- Vorliegender Text:
>>>

Leitsatz (amtlich)

Ermittelt ein Freiberufler seinen Gewinn für ein vom Kalenderjahr abweichendes Wirtschaftsjahr, kann die Gewinnermittlung der Besteuerung nicht zugrunde gelegt werden. Der im Kalenderjahr bezogene Gewinn ist im Wege der Schätzung zu ermitteln. Dies kann in der Regel durch eine zeitanteilige Aufteilung der für die abweichenden Wirtschaftsjahre ermittelten Gewinne erfolgen.

 

Sachverhalt

Der Kläger erzielte gewerbliche Einkünfte sowie Einkünfte aus selbständiger Arbeit als Fotograf. Für diese Tätigkeiten bestand eine einheitliche Buchführung, die jeweils den Zeitraum vom 1.3. eines Jahres bis zum 28./29.2. des Folgejahres umfasste. Daraus entwickelte der Kläger Bilanzen für den Gewerbebetrieb und für die Tätigkeit als Fotograf auf den Stichtag 28./29.2. Bei einer im November 1989 abgeschlossenen Außenprüfung für 1986 bis 1988 beanstandete der Prüfer erstmals, dass für die Einkünfte aus freiberuflicher Tätigkeit nicht das Kalenderjahr als Gewinnermittlungszeitraum zugrunde gelegt worden sei. Von einer rückwirkenden Ablehnung der Gewinnermittlungen nach dem abweichenden Wirtschaftsjahr wurde aber abgesehen[1]. Dem Kläger wurde aufgegeben, den Gewinn für seine freiberuflichen Einkünfte künftig nach dem Kalenderjahr zu ermitteln. Im Prüfungsbericht wurden bei der Ermittlung des zu versteuernden Einkommens die freiberuflichen Einkünfte aufgrund der Gewinnermittlung des Klägers für den Zeitraum 1.3.1987 bis 29.2.1988 erfasst. Dementsprechend erließ das Finanzamt einen geänderten ESt-Bescheid für 1988. Für das Streitjahr 1989 errechnete der Kläger aus der für seine gesamte Tätigkeit aufgestellten einheitlichen Bilanz zum 28.2.1989 sowie aus der laufenden Buchführung bis zum 31.12.1989 den Gewinn aus freiberuflicher Tätigkeit 1989. Dem folgte das Finanzamt zunächst und erließ einen entsprechenden ESt-Bescheid 1989 unter Vorbehalt der Nachprüfung. Unbesteuert blieb dadurch der auf den Zeitraum vom 1.3.1988 bis 31.12.1988 entfallende Gewinn aus freiberuflicher Tätigkeit von ca. 303 000 DM. Das erkannte das Finanzamt erst später und versuchte den Gewinn zusätzlich im Streitjahr 1989 durch einen entsprechenden ESt-Änderungsbescheid zu erfassen. Das FG wies die dagegen gerichtete Klage ab[2]. Die Revision des Klägers hatte Erfolg.

<<<

- Zu erledigen: Schreib den Text oben zur Gewinnermittlung eines Freiberuflers vollständig und Wort für Wort ab.

- Bereitgestellte Datensätze:
>>>

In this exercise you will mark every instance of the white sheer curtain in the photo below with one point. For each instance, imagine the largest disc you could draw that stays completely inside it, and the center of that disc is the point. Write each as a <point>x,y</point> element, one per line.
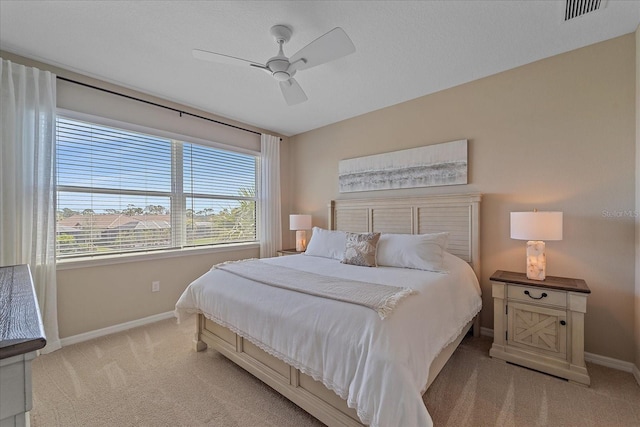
<point>270,212</point>
<point>27,184</point>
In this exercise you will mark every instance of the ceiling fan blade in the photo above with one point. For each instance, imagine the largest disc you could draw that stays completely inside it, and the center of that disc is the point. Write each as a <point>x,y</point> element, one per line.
<point>292,92</point>
<point>332,45</point>
<point>223,59</point>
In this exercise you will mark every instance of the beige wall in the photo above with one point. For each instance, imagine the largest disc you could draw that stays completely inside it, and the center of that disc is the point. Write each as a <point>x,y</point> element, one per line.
<point>97,297</point>
<point>557,134</point>
<point>637,299</point>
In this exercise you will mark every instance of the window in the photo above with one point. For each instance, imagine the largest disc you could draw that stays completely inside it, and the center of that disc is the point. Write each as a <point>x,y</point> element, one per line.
<point>120,191</point>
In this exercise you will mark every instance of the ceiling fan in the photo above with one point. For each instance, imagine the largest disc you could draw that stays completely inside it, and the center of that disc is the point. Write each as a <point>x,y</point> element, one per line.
<point>332,45</point>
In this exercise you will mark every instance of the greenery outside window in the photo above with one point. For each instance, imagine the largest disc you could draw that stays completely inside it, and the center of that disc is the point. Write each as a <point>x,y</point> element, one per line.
<point>120,191</point>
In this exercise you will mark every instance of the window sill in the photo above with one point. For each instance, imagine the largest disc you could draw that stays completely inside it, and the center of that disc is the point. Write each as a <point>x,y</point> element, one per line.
<point>70,264</point>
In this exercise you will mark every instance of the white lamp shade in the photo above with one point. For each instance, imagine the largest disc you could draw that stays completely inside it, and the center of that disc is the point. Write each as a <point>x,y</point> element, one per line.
<point>299,222</point>
<point>536,225</point>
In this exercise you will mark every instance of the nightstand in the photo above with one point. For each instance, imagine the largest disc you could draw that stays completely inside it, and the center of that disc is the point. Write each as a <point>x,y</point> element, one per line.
<point>540,323</point>
<point>293,251</point>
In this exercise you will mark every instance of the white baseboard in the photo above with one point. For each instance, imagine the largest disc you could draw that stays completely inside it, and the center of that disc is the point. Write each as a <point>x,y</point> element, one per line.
<point>609,362</point>
<point>486,332</point>
<point>115,328</point>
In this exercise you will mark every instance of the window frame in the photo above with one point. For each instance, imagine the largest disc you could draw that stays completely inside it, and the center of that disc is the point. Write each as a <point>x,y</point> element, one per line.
<point>178,232</point>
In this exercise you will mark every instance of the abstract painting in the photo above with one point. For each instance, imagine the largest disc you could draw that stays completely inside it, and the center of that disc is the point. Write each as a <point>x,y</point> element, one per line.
<point>432,165</point>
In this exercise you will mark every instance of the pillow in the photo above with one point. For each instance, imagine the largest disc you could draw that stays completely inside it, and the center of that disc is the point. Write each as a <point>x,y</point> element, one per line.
<point>361,249</point>
<point>419,251</point>
<point>327,243</point>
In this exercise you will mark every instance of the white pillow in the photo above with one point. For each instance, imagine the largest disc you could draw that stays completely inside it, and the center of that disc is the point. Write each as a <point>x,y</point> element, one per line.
<point>419,251</point>
<point>327,243</point>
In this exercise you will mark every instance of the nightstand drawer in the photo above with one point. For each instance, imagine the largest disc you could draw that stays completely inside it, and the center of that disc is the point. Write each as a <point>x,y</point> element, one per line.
<point>537,295</point>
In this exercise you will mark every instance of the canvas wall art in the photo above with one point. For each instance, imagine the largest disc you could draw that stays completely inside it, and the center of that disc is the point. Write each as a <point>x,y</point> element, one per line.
<point>432,165</point>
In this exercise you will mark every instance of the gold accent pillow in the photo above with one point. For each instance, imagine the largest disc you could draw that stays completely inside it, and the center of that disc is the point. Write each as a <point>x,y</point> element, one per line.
<point>361,249</point>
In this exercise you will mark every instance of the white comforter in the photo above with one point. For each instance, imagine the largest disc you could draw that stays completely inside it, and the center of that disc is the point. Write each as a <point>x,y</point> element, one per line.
<point>379,366</point>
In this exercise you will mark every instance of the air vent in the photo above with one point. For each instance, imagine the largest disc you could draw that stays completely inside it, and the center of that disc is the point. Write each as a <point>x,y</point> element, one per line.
<point>576,8</point>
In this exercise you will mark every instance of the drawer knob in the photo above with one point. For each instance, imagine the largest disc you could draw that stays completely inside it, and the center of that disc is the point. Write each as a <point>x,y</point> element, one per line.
<point>544,294</point>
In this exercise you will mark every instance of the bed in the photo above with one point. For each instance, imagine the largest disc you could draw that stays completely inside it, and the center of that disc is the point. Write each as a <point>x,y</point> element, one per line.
<point>342,362</point>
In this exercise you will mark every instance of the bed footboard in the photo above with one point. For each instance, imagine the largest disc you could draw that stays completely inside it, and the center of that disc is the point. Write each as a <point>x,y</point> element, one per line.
<point>301,389</point>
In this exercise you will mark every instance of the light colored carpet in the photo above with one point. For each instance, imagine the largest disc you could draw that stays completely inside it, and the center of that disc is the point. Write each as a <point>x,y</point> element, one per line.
<point>150,376</point>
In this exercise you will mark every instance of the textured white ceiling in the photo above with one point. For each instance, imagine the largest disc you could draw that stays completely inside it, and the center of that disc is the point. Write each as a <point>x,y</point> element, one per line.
<point>404,49</point>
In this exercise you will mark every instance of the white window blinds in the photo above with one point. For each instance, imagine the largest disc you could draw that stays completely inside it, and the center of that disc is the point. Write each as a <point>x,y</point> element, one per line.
<point>121,191</point>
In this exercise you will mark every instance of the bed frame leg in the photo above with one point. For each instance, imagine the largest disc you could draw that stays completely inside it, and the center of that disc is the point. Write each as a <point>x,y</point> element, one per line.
<point>476,326</point>
<point>199,345</point>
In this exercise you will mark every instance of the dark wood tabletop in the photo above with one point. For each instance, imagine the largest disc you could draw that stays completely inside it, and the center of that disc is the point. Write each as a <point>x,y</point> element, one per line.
<point>21,329</point>
<point>551,282</point>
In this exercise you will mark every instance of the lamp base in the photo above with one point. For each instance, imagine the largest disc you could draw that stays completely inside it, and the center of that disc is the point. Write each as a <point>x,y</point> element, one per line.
<point>536,260</point>
<point>301,240</point>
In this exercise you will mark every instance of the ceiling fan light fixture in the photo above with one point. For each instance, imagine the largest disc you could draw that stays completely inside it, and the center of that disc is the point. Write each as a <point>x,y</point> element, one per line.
<point>281,76</point>
<point>328,47</point>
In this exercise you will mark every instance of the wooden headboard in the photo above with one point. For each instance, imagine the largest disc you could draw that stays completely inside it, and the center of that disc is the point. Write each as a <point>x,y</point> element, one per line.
<point>458,214</point>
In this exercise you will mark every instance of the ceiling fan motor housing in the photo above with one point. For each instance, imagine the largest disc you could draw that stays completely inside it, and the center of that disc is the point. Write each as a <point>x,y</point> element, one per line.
<point>278,67</point>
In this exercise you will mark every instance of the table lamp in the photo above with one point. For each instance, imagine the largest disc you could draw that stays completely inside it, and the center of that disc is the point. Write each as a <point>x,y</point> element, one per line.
<point>300,223</point>
<point>535,227</point>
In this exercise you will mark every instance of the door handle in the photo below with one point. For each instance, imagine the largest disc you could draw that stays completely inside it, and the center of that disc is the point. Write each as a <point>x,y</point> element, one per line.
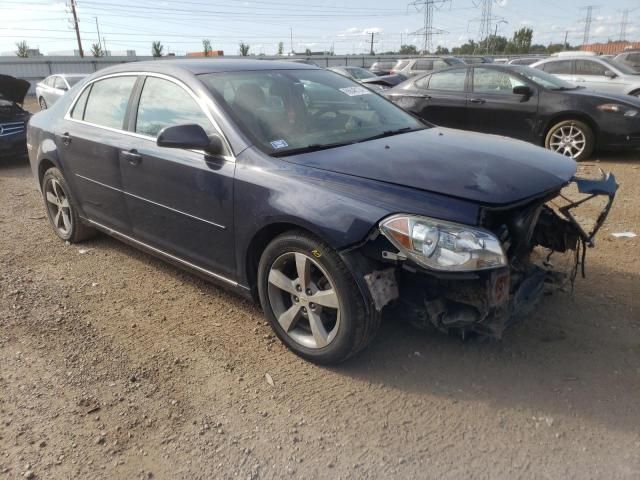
<point>131,156</point>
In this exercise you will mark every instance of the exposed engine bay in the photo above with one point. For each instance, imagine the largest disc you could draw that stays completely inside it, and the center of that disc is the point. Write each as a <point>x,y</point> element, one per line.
<point>486,302</point>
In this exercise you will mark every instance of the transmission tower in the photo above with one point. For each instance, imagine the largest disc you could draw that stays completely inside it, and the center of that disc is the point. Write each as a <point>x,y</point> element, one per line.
<point>427,7</point>
<point>485,20</point>
<point>587,25</point>
<point>623,24</point>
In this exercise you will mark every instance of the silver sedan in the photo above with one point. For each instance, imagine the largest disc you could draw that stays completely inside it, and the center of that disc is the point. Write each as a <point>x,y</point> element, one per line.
<point>49,90</point>
<point>593,72</point>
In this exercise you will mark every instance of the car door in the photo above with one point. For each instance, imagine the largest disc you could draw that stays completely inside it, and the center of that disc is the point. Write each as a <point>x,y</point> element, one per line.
<point>179,201</point>
<point>89,140</point>
<point>439,98</point>
<point>492,107</point>
<point>591,74</point>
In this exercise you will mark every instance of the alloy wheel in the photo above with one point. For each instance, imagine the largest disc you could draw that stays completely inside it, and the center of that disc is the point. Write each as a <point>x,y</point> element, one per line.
<point>59,208</point>
<point>568,140</point>
<point>304,300</point>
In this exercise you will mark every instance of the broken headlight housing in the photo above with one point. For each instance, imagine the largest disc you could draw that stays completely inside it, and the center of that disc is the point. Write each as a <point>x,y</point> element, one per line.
<point>439,245</point>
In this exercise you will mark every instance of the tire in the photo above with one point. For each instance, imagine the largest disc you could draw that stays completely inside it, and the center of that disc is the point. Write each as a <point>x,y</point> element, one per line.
<point>343,315</point>
<point>561,138</point>
<point>62,208</point>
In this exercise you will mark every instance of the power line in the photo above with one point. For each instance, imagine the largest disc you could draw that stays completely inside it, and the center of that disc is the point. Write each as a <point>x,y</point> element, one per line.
<point>427,31</point>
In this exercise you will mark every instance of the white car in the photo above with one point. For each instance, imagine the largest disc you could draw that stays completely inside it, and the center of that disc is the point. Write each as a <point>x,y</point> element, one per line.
<point>49,90</point>
<point>593,72</point>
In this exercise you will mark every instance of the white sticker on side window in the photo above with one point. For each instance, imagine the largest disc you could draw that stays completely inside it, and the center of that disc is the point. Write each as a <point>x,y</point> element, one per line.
<point>279,144</point>
<point>355,91</point>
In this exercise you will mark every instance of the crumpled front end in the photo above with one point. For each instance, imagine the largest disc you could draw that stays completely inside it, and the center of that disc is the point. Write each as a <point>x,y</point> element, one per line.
<point>487,301</point>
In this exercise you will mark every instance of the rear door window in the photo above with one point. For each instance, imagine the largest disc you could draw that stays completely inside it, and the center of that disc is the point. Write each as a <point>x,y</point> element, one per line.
<point>562,67</point>
<point>108,100</point>
<point>163,104</point>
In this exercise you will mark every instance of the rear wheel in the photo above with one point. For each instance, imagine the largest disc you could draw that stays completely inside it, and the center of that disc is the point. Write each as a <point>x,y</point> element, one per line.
<point>571,138</point>
<point>311,299</point>
<point>62,209</point>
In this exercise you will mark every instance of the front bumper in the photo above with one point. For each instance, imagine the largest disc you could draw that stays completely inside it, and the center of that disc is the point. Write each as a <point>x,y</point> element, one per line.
<point>488,302</point>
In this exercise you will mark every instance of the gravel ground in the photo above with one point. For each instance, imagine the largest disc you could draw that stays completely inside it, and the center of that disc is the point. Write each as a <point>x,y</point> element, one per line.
<point>116,365</point>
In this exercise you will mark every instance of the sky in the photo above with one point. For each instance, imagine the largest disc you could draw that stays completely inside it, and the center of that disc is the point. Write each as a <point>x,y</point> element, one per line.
<point>345,26</point>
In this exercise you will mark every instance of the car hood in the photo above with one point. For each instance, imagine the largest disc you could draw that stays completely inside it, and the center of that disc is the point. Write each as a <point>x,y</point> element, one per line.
<point>487,169</point>
<point>13,89</point>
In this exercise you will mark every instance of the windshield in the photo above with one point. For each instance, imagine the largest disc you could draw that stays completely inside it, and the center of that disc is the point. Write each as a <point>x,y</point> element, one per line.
<point>619,66</point>
<point>284,111</point>
<point>543,79</point>
<point>359,73</point>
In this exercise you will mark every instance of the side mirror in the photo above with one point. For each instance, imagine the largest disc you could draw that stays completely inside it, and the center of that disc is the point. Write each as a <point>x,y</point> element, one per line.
<point>191,137</point>
<point>522,90</point>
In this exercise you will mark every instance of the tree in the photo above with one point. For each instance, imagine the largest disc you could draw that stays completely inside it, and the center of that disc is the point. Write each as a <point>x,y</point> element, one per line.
<point>23,49</point>
<point>206,47</point>
<point>408,50</point>
<point>157,48</point>
<point>96,50</point>
<point>522,40</point>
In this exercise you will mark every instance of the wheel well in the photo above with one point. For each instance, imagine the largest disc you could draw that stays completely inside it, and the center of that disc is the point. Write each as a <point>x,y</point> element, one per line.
<point>259,243</point>
<point>571,116</point>
<point>45,165</point>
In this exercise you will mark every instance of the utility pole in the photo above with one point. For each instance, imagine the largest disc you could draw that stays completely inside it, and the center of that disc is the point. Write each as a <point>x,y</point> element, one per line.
<point>427,30</point>
<point>76,26</point>
<point>623,24</point>
<point>98,30</point>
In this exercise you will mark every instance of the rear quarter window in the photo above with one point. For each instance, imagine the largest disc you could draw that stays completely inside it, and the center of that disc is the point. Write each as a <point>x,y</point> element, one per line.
<point>108,100</point>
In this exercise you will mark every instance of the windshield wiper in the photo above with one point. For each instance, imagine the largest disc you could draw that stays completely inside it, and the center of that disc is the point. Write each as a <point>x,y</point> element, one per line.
<point>390,133</point>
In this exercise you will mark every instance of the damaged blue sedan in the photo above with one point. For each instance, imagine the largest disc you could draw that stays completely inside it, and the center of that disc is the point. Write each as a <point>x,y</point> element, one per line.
<point>305,191</point>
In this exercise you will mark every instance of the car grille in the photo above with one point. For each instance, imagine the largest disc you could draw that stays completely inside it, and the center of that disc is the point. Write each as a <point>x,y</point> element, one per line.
<point>11,128</point>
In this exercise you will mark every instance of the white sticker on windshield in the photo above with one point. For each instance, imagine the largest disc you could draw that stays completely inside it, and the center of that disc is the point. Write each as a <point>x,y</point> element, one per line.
<point>355,91</point>
<point>279,144</point>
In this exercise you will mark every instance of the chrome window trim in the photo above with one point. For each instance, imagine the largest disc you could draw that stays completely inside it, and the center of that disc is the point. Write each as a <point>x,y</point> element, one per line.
<point>231,157</point>
<point>116,233</point>
<point>222,227</point>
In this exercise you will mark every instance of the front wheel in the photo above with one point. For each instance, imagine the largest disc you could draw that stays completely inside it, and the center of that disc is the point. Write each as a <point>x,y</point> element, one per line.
<point>571,138</point>
<point>311,299</point>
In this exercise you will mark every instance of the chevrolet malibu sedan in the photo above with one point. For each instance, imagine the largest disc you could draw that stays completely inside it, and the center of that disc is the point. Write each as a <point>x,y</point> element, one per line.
<point>524,103</point>
<point>303,190</point>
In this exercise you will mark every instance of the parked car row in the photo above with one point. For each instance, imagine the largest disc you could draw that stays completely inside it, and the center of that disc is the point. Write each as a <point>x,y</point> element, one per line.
<point>524,103</point>
<point>305,191</point>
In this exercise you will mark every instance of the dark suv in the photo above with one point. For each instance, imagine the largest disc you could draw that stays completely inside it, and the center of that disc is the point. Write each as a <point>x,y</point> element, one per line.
<point>302,189</point>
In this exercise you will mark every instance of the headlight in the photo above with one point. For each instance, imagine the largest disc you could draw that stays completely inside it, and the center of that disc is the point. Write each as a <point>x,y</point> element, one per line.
<point>617,108</point>
<point>441,245</point>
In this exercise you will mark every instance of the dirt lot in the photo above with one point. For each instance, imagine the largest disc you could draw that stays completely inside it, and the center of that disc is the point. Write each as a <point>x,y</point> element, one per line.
<point>115,365</point>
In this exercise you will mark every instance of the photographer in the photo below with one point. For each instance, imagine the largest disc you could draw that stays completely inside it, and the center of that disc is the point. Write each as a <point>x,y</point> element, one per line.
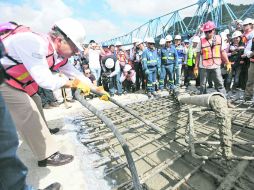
<point>93,52</point>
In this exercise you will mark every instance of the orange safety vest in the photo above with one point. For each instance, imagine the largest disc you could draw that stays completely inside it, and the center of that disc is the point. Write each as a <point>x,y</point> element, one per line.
<point>121,58</point>
<point>211,53</point>
<point>18,75</point>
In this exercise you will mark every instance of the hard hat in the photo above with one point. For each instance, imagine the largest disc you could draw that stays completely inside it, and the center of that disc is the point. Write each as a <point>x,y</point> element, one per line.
<point>168,38</point>
<point>178,37</point>
<point>73,29</point>
<point>150,40</point>
<point>118,43</point>
<point>134,40</point>
<point>127,68</point>
<point>248,21</point>
<point>226,31</point>
<point>109,63</point>
<point>162,41</point>
<point>208,26</point>
<point>236,34</point>
<point>6,26</point>
<point>196,39</point>
<point>139,41</point>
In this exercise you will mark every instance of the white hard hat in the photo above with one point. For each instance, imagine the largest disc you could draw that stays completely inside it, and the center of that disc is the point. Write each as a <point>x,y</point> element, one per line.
<point>236,34</point>
<point>162,41</point>
<point>73,29</point>
<point>168,38</point>
<point>226,31</point>
<point>118,43</point>
<point>127,68</point>
<point>178,37</point>
<point>109,63</point>
<point>196,39</point>
<point>150,40</point>
<point>247,21</point>
<point>134,40</point>
<point>139,41</point>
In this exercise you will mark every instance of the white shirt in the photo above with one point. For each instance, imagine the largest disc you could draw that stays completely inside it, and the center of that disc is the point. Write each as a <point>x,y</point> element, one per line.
<point>31,50</point>
<point>94,59</point>
<point>198,50</point>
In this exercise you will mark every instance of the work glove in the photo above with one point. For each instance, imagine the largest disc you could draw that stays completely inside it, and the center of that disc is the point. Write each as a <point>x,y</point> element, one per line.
<point>228,67</point>
<point>82,86</point>
<point>195,71</point>
<point>105,95</point>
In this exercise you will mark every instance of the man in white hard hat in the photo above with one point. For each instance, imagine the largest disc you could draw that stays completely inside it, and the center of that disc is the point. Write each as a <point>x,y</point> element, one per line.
<point>151,64</point>
<point>181,59</point>
<point>169,60</point>
<point>30,60</point>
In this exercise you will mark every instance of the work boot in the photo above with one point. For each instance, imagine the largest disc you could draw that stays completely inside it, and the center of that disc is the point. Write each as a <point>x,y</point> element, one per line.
<point>53,186</point>
<point>54,131</point>
<point>56,159</point>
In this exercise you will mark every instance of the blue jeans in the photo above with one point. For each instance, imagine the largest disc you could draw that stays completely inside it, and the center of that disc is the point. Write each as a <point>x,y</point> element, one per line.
<point>96,73</point>
<point>13,171</point>
<point>167,69</point>
<point>151,79</point>
<point>178,70</point>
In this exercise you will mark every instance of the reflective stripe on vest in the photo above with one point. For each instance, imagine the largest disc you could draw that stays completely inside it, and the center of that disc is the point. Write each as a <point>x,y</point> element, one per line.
<point>211,53</point>
<point>22,80</point>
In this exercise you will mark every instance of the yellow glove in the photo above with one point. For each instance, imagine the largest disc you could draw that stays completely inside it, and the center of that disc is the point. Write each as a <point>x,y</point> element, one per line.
<point>83,87</point>
<point>105,95</point>
<point>195,71</point>
<point>228,67</point>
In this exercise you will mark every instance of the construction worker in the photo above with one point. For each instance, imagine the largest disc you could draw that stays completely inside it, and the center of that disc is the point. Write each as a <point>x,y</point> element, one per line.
<point>181,59</point>
<point>110,68</point>
<point>249,51</point>
<point>28,64</point>
<point>169,60</point>
<point>191,57</point>
<point>210,53</point>
<point>151,64</point>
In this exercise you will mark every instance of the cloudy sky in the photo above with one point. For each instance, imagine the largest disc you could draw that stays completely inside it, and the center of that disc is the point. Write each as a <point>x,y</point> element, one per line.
<point>103,19</point>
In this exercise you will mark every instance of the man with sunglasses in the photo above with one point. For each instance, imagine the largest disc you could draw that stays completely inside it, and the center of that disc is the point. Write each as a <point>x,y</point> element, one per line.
<point>169,60</point>
<point>151,63</point>
<point>30,60</point>
<point>210,53</point>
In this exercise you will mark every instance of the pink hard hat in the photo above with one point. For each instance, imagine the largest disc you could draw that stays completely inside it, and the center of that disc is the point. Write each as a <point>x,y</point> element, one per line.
<point>6,26</point>
<point>208,26</point>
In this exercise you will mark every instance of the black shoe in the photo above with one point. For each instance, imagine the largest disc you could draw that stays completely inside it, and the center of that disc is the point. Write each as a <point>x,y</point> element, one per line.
<point>54,131</point>
<point>53,186</point>
<point>56,159</point>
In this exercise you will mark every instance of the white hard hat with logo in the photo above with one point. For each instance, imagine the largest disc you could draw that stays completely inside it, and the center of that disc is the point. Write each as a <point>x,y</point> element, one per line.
<point>73,30</point>
<point>178,37</point>
<point>162,41</point>
<point>150,40</point>
<point>109,63</point>
<point>169,38</point>
<point>118,43</point>
<point>196,39</point>
<point>236,34</point>
<point>127,68</point>
<point>248,21</point>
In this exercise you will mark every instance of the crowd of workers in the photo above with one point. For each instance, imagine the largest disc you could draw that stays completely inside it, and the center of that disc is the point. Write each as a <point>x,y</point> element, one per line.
<point>35,64</point>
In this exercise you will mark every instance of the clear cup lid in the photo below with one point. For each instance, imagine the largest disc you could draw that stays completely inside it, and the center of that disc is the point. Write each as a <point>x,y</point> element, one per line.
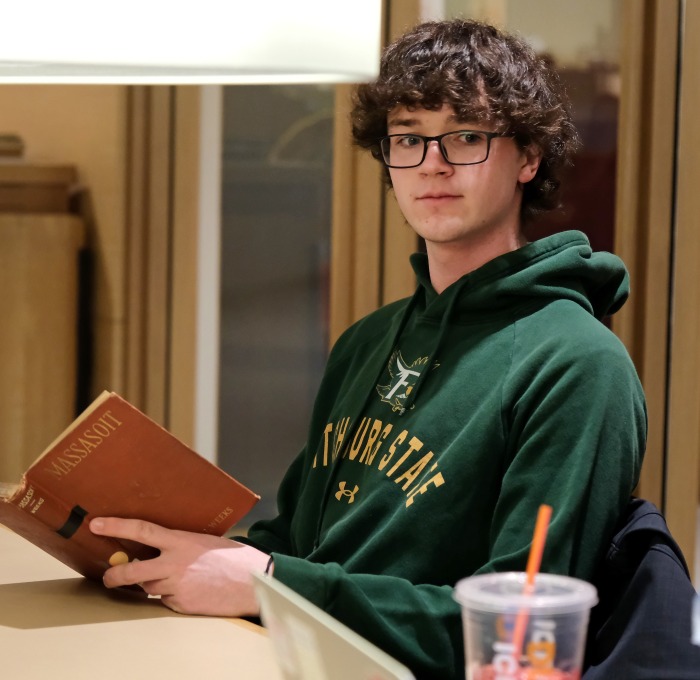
<point>503,592</point>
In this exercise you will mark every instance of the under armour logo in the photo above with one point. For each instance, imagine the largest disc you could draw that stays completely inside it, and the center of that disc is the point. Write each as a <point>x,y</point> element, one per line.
<point>342,491</point>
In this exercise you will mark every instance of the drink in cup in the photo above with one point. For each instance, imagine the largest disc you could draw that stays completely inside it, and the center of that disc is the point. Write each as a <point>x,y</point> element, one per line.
<point>512,634</point>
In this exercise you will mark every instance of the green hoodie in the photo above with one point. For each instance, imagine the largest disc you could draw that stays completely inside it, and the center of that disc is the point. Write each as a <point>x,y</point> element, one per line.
<point>442,423</point>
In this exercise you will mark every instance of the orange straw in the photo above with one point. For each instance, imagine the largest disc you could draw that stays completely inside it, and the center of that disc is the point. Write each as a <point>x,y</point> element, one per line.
<point>533,566</point>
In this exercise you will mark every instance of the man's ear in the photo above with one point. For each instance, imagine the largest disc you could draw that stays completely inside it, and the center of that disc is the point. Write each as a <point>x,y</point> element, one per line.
<point>532,155</point>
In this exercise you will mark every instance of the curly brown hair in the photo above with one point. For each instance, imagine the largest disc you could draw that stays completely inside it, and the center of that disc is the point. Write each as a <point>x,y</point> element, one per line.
<point>486,75</point>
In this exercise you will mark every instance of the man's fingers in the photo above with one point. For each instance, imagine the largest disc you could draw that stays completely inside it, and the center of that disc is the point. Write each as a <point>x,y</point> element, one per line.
<point>133,530</point>
<point>135,573</point>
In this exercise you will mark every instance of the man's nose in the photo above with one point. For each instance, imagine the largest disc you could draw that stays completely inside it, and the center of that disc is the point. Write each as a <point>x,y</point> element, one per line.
<point>435,160</point>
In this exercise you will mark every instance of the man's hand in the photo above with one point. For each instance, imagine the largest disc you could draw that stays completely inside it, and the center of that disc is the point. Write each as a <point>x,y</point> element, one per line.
<point>194,573</point>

<<<

- Ergebnis der Übung:
Leitsatz (amtlich)

Ermittelt ein Freiberufler seinen Gewinn für ein vom Kalenderjahr abweichendes Wirtschaftsjahr, kann die Gewinnermittlung der Besteuerung nicht zugrunde gelegt werden. Der im Kalenderjahr bezogene Gewinn ist im Wege der Schätzung zu ermitteln. Dies kann in der Regel durch eine zeitanteilige Aufteilung der für die abweichenden Wirtschaftsjahre ermittelten Gewinne erfolgen.

 

Sachverhalt

Der Kläger erzielte gewerbliche Einkünfte sowie Einkünfte aus selbständiger Arbeit als Fotograf. Für diese Tätigkeiten bestand eine einheitliche Buchführung, die jeweils den Zeitraum vom 1.3. eines Jahres bis zum 28./29.2. des Folgejahres umfasste. Daraus entwickelte der Kläger Bilanzen für den Gewerbebetrieb und für die Tätigkeit als Fotograf auf den Stichtag 28./29.2. Bei einer im November 1989 abgeschlossenen Außenprüfung für 1986 bis 1988 beanstandete der Prüfer erstmals, dass für die Einkünfte aus freiberuflicher Tätigkeit nicht das Kalenderjahr als Gewinnermittlungszeitraum zugrunde gelegt worden sei. Von einer rückwirkenden Ablehnung der Gewinnermittlungen nach dem abweichenden Wirtschaftsjahr wurde aber abgesehen[1]. Dem Kläger wurde aufgegeben, den Gewinn für seine freiberuflichen Einkünfte künftig nach dem Kalenderjahr zu ermitteln. Im Prüfungsbericht wurden bei der Ermittlung des zu versteuernden Einkommens die freiberuflichen Einkünfte aufgrund der Gewinnermittlung des Klägers für den Zeitraum 1.3.1987 bis 29.2.1988 erfasst. Dementsprechend erließ das Finanzamt einen geänderten ESt-Bescheid für 1988. Für das Streitjahr 1989 errechnete der Kläger aus der für seine gesamte Tätigkeit aufgestellten einheitlichen Bilanz zum 28.2.1989 sowie aus der laufenden Buchführung bis zum 31.12.1989 den Gewinn aus freiberuflicher Tätigkeit 1989. Dem folgte das Finanzamt zunächst und erließ einen entsprechenden ESt-Bescheid 1989 unter Vorbehalt der Nachprüfung. Unbesteuert blieb dadurch der auf den Zeitraum vom 1.3.1988 bis 31.12.1988 entfallende Gewinn aus freiberuflicher Tätigkeit von ca. 303 000 DM. Das erkannte das Finanzamt erst später und versuchte den Gewinn zusätzlich im Streitjahr 1989 durch einen entsprechenden ESt-Änderungsbescheid zu erfassen. Das FG wies die dagegen gerichtete Klage ab[2]. Die Revision des Klägers hatte Erfolg.